(Saved data entries)
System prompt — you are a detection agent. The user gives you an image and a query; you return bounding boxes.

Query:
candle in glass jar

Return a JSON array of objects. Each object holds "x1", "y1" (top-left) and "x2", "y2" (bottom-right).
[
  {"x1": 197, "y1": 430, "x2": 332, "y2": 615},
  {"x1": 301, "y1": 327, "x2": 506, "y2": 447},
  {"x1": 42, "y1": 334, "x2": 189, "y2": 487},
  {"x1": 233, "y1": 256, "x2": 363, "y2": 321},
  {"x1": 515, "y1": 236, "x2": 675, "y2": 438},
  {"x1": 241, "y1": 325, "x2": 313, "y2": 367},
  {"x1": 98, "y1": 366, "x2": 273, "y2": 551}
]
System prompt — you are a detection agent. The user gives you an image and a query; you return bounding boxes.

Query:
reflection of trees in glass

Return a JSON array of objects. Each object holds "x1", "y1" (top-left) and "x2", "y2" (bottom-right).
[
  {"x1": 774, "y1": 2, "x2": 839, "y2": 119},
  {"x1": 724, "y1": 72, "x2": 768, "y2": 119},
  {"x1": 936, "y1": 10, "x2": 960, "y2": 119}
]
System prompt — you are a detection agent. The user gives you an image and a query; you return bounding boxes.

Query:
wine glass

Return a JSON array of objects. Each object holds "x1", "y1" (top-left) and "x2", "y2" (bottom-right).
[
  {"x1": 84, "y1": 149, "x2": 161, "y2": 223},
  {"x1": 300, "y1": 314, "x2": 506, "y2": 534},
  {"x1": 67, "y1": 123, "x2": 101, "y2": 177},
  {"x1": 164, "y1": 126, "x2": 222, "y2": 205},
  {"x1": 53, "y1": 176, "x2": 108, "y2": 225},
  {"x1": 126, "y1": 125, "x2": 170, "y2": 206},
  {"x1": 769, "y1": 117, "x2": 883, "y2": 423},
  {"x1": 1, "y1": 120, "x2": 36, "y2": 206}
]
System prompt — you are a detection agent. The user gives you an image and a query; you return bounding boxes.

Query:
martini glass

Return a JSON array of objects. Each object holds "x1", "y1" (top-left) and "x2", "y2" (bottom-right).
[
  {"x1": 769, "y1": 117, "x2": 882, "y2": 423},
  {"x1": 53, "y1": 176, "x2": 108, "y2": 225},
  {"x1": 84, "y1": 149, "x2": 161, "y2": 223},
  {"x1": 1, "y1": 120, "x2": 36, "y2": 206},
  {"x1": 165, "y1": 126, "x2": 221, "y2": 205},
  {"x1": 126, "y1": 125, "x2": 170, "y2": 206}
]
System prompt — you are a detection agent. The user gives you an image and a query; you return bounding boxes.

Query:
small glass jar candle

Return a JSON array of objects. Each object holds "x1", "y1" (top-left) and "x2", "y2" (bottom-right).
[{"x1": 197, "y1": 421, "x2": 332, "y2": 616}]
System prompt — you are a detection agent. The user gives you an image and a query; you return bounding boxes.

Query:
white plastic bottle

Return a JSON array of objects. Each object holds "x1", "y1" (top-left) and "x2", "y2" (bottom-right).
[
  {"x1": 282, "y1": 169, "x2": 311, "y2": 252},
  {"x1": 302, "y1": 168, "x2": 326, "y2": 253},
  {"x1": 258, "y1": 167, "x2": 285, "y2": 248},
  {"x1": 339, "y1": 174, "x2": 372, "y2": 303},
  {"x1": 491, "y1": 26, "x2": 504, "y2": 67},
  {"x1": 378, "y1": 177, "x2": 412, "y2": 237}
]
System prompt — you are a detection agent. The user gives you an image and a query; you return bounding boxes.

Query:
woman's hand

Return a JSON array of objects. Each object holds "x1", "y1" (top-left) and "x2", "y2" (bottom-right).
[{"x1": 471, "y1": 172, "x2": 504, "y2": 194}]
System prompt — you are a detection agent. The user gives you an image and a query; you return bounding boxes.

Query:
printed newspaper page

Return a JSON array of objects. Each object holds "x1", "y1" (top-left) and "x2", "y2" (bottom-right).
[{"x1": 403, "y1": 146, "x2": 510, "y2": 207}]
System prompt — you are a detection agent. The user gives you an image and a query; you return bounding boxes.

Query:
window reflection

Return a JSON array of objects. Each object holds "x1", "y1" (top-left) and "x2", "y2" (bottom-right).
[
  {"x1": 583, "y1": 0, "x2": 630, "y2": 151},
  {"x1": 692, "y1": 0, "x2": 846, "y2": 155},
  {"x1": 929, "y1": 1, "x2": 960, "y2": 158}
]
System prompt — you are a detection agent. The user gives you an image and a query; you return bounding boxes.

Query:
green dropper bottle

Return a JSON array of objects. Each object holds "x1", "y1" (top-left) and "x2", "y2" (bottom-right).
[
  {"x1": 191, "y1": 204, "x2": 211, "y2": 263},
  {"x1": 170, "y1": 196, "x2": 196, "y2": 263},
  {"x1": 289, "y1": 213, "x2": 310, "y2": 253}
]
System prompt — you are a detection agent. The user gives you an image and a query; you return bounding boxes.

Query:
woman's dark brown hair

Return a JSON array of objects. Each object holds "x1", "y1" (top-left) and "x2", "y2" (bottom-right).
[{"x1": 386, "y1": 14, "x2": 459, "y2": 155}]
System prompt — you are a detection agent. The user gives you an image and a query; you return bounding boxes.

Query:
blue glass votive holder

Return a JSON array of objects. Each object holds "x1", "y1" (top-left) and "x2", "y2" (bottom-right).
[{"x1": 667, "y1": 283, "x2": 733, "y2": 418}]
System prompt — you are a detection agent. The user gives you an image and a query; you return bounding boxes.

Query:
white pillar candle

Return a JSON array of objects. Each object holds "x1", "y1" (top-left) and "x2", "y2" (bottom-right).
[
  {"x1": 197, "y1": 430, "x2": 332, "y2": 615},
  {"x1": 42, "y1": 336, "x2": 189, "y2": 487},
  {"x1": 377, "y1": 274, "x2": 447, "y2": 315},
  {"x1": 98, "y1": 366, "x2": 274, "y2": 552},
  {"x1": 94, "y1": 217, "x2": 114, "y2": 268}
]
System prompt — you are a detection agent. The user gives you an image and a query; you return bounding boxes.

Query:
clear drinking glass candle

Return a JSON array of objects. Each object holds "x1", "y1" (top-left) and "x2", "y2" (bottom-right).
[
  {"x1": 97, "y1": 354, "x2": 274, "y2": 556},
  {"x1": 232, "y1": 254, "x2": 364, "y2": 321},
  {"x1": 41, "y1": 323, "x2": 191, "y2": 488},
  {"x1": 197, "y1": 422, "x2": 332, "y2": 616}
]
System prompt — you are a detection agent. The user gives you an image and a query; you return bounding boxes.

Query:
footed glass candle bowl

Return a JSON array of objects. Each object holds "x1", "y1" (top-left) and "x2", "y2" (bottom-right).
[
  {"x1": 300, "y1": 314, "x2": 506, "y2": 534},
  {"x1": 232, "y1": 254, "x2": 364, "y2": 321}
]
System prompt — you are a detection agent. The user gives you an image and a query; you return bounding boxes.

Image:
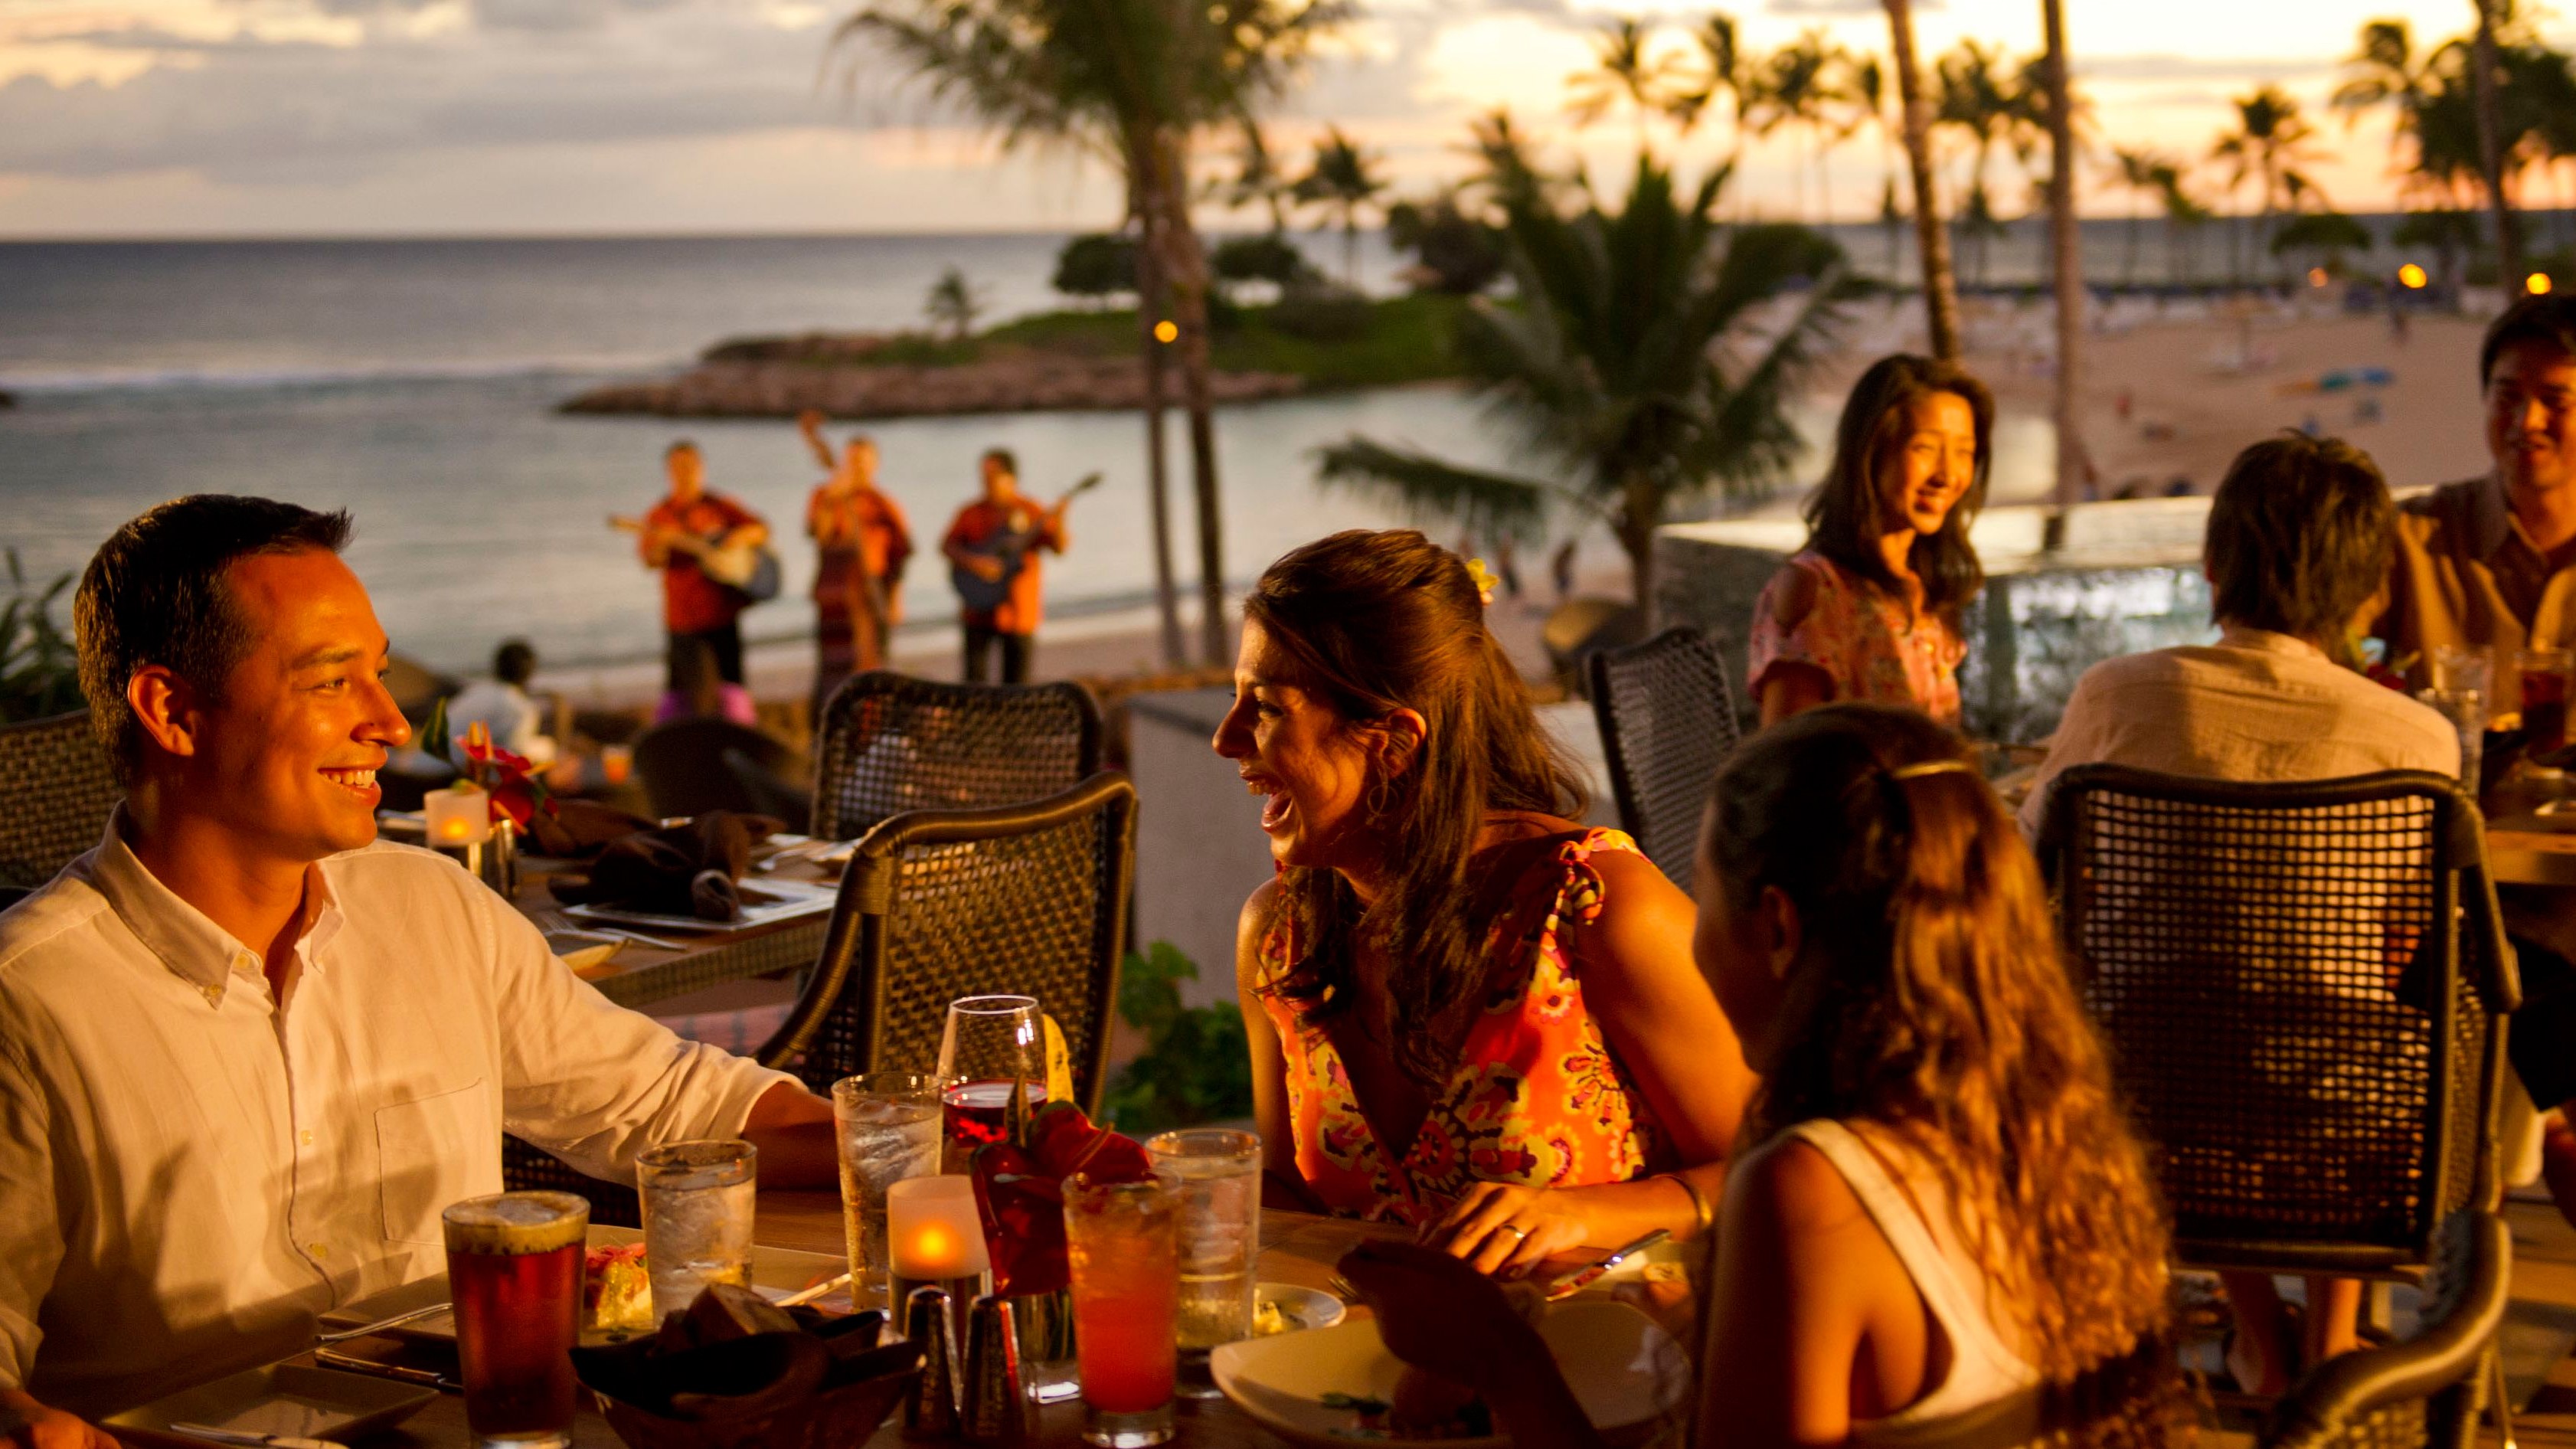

- _Assigned task_
Transcribe the lines above between the line holding "green dropper bottle" and the line holding "white pillar candle", inclusive, exactly as they stand and with nothing added.

- _Exercise output_
green dropper bottle

Return a JSON array of objects. Each object holds "x1", "y1" (top-left) and "x2", "y2" (bottom-right).
[
  {"x1": 191, "y1": 204, "x2": 211, "y2": 263},
  {"x1": 170, "y1": 196, "x2": 196, "y2": 263},
  {"x1": 289, "y1": 213, "x2": 310, "y2": 253}
]
System prompt — you are a detection agent. The user gives you an image and a query; you return bounding boxes.

Query:
woman's dark brown hair

Return a JSON array of objects. Each object holds "x1", "y1" (top-left) and "x2", "y2" (bottom-right).
[{"x1": 386, "y1": 14, "x2": 459, "y2": 155}]
System prompt — you are a detection agent. The user gives you an image and a query; you return bounding boxes.

Query:
blue glass votive holder

Return a JSON array of objects. Each object holds "x1", "y1" (top-left) and "x2", "y2" (bottom-right).
[{"x1": 667, "y1": 283, "x2": 733, "y2": 418}]
System prompt — you are a detection agent. The user gives you an image and a query; you return bounding boxes.

Query:
white pillar candle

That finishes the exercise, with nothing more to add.